◆ SOURCE DATA
___

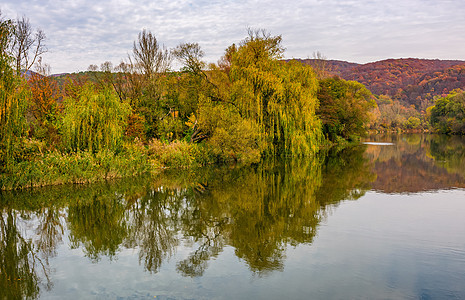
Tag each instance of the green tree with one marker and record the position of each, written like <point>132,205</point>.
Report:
<point>344,108</point>
<point>13,99</point>
<point>94,120</point>
<point>279,96</point>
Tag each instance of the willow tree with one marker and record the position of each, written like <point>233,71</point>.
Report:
<point>94,120</point>
<point>279,96</point>
<point>344,108</point>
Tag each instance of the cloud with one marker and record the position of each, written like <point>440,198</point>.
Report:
<point>84,32</point>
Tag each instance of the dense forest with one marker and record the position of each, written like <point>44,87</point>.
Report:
<point>141,115</point>
<point>404,88</point>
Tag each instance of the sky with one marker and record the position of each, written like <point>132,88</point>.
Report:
<point>84,32</point>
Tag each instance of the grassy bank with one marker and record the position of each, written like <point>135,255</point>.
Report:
<point>54,167</point>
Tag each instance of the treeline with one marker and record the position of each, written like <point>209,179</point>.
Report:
<point>404,88</point>
<point>140,116</point>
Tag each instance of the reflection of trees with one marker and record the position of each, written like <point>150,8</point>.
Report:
<point>49,231</point>
<point>99,224</point>
<point>154,227</point>
<point>418,163</point>
<point>259,210</point>
<point>20,264</point>
<point>347,175</point>
<point>449,152</point>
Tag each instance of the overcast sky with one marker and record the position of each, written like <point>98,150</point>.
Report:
<point>84,32</point>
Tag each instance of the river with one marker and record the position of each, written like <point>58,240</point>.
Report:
<point>384,219</point>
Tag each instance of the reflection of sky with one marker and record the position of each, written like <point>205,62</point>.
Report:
<point>380,246</point>
<point>87,32</point>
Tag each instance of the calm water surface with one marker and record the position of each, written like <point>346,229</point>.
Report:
<point>381,220</point>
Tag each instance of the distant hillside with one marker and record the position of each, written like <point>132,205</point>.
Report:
<point>407,80</point>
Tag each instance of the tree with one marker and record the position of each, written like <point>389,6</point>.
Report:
<point>94,120</point>
<point>149,56</point>
<point>344,107</point>
<point>448,113</point>
<point>27,46</point>
<point>44,108</point>
<point>279,96</point>
<point>12,98</point>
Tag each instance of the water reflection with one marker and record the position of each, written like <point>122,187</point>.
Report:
<point>417,163</point>
<point>258,210</point>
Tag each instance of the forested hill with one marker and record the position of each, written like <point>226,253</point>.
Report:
<point>409,80</point>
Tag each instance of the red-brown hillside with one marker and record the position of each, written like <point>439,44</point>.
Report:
<point>408,80</point>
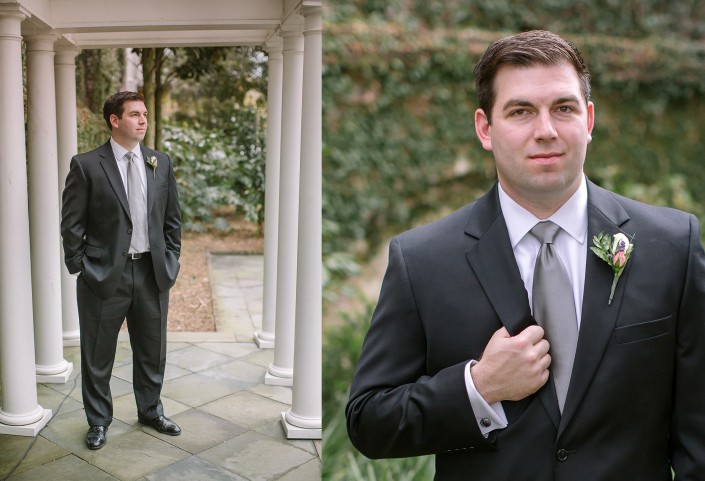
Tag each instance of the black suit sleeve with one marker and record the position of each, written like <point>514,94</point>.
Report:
<point>74,216</point>
<point>687,437</point>
<point>396,407</point>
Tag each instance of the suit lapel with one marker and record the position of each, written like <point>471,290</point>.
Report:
<point>493,262</point>
<point>151,179</point>
<point>606,215</point>
<point>109,164</point>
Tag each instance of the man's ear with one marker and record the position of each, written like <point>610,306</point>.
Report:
<point>591,119</point>
<point>483,129</point>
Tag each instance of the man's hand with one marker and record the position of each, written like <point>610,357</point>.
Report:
<point>512,368</point>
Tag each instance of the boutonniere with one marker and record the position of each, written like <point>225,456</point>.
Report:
<point>615,250</point>
<point>152,161</point>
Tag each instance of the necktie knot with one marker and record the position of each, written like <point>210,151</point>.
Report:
<point>545,231</point>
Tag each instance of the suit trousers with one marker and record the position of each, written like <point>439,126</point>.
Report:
<point>138,300</point>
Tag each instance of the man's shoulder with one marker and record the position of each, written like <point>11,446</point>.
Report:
<point>439,234</point>
<point>652,219</point>
<point>93,155</point>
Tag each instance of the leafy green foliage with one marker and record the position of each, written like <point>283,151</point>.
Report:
<point>343,462</point>
<point>637,18</point>
<point>219,168</point>
<point>98,74</point>
<point>399,134</point>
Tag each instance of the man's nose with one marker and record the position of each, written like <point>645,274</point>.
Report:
<point>545,130</point>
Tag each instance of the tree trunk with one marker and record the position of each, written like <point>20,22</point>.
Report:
<point>149,90</point>
<point>158,97</point>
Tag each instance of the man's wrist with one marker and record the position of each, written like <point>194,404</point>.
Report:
<point>480,384</point>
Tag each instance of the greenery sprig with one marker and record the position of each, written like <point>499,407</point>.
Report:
<point>615,250</point>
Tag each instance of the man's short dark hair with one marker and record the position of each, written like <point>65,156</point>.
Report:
<point>115,105</point>
<point>528,49</point>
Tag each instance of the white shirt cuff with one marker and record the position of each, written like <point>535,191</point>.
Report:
<point>488,416</point>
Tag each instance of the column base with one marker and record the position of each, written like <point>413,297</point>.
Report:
<point>279,376</point>
<point>58,378</point>
<point>28,429</point>
<point>295,432</point>
<point>272,380</point>
<point>72,339</point>
<point>264,340</point>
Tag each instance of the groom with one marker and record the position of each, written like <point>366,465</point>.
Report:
<point>121,229</point>
<point>475,355</point>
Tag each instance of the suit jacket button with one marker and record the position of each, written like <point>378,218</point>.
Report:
<point>562,455</point>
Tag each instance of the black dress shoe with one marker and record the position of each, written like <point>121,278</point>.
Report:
<point>162,424</point>
<point>96,437</point>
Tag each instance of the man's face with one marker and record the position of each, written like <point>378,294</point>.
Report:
<point>539,133</point>
<point>130,129</point>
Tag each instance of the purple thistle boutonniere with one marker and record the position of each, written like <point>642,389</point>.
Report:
<point>615,250</point>
<point>152,161</point>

___

◆ TASK REQUIREMENTS
Rewrite all the records above, replacing "Report:" with "Answer:" everywhere and changing nothing else. Leave the pictures out.

◆ REPLY
Tag each instance of the green tree with one marker and record the position of each, written like <point>132,205</point>.
Answer:
<point>344,108</point>
<point>13,99</point>
<point>94,120</point>
<point>279,96</point>
Tag each instance of the willow tree with one marker and record the position of each, written like <point>233,71</point>.
Answer:
<point>94,120</point>
<point>279,96</point>
<point>344,108</point>
Tag each instance of the cloud with one marker and record the position of each, written like <point>440,198</point>.
Answer:
<point>84,32</point>
Tag each instance of the dense forest with one marker and record the position of each, written like <point>44,87</point>.
Answer:
<point>141,115</point>
<point>404,88</point>
Tag each instance of the sky with one marker and record the position of each, written like <point>132,88</point>.
Answer:
<point>84,32</point>
Tag each instance of the grassy bank with one marker and record the position of each, written like <point>135,255</point>.
Answer:
<point>54,167</point>
Tag each instance of the treeline with one marker and record the position of each, written like <point>209,179</point>.
Answer:
<point>404,88</point>
<point>140,116</point>
Tag each instance of the reflection of trees with one marker and record the position of each, written like <point>150,8</point>.
Answer:
<point>49,231</point>
<point>99,224</point>
<point>154,227</point>
<point>418,163</point>
<point>259,210</point>
<point>20,264</point>
<point>347,175</point>
<point>449,152</point>
Tag each instance of the overcast sky with one marker and record the position of each, written like <point>98,150</point>.
Answer:
<point>84,32</point>
Tag each instance of the river with one marker and record the position of each, written like <point>58,240</point>.
Answer:
<point>384,219</point>
Tag each instance of the reflection of sky with one marker and record the position of each, written like <point>205,62</point>.
Answer:
<point>380,246</point>
<point>87,32</point>
Tag each instance of the calm water surface with one marker and record the position of each, written like <point>346,229</point>.
Answer:
<point>381,220</point>
Tag each instance of the distant hillside with one marker and record the position of each, written like <point>132,205</point>.
Answer:
<point>407,80</point>
Tag each instance of the tree with one marker and record the position of each, written like <point>389,6</point>.
Answer:
<point>94,120</point>
<point>149,56</point>
<point>344,107</point>
<point>448,113</point>
<point>27,46</point>
<point>44,108</point>
<point>279,96</point>
<point>12,98</point>
Tag each instance of the water reflection with one marker and record the position of each, written like <point>122,187</point>.
Answer:
<point>417,163</point>
<point>258,210</point>
Tag each instance of the forested hill with one marker and record the position of each, written like <point>226,253</point>.
Answer:
<point>409,80</point>
Tag each instance of the red-brown hillside with one marker and record the position of each, written like <point>439,44</point>.
Answer:
<point>408,80</point>
Tag each instance of the black suit sleeve with one marker and record the position of each, written like <point>514,94</point>.
Answer:
<point>74,216</point>
<point>687,437</point>
<point>396,407</point>
Tag each instance of the suit lapel with one marker and record the position of each, written like <point>471,290</point>.
Answer:
<point>493,262</point>
<point>151,179</point>
<point>606,215</point>
<point>109,164</point>
Tag each instance of the man's ear with one marker and record the position of each, written like <point>610,306</point>.
Answer:
<point>591,119</point>
<point>483,129</point>
Tag each instance of the man's hand with one marker and record the position of each, written like <point>610,357</point>.
Answer:
<point>512,368</point>
Tag each instance of the boutonniere with one marker and record the position of each, written like <point>225,456</point>.
Answer:
<point>615,250</point>
<point>152,161</point>
Tag each instance of the necktie knot with one marker and record the position of each, written like <point>210,151</point>.
Answer:
<point>545,231</point>
Tag each instance of the suit trousers with one marker and record the position of each, written like <point>439,126</point>.
Answer:
<point>138,300</point>
Tag each instance of the man's shoulder with one marker and record the position of each, written like <point>11,446</point>.
Answer:
<point>439,234</point>
<point>652,219</point>
<point>93,155</point>
Tag each instance of the leafy green foliage with one marker and record the position of each, written like <point>283,151</point>.
Answer:
<point>343,462</point>
<point>637,18</point>
<point>219,168</point>
<point>98,74</point>
<point>399,134</point>
Tag each instance of the man's nose with one marker and record the position of each, written like <point>645,274</point>.
Answer:
<point>545,130</point>
Tag each instance of the tree trunk with one marker and record the position of each, written like <point>20,22</point>.
Answer:
<point>149,90</point>
<point>158,97</point>
Tag each instance of the man's wrist with one marker and record the position of each, written like <point>194,404</point>.
Answer:
<point>480,384</point>
Tag each instance of the greenery sprig with one marker and record the position of each, written like <point>499,407</point>.
Answer:
<point>615,250</point>
Tag each instance of the man's short dark hair with one marker and record the position of each, written like <point>65,156</point>.
Answer:
<point>115,105</point>
<point>528,49</point>
Tag each instance of the white shirt cuff with one marker and record the position of each, written like <point>535,191</point>.
Answer:
<point>488,416</point>
Tag each instance of the column base with one marker and record the position of each, written like <point>413,297</point>.
Answer:
<point>279,376</point>
<point>58,378</point>
<point>28,429</point>
<point>295,432</point>
<point>272,380</point>
<point>72,339</point>
<point>264,340</point>
Tag each instance of the groom with one marker and record the position of each, written like <point>366,465</point>.
Answer:
<point>121,229</point>
<point>475,355</point>
Tag each instance of the suit jacket button with one marker and record the position of each, written like <point>378,218</point>.
Answer:
<point>562,455</point>
Tag each instance of the black dress shoe with one marker and record the position of each, written like <point>121,278</point>.
Answer:
<point>162,424</point>
<point>96,437</point>
Tag each instance of the man's face with one marker and record the position of each, written like <point>378,294</point>.
Answer:
<point>539,133</point>
<point>130,129</point>
Tag each instance of the purple thistle boutonniere with one marker and record the position of each, written like <point>642,389</point>.
Answer:
<point>615,250</point>
<point>152,161</point>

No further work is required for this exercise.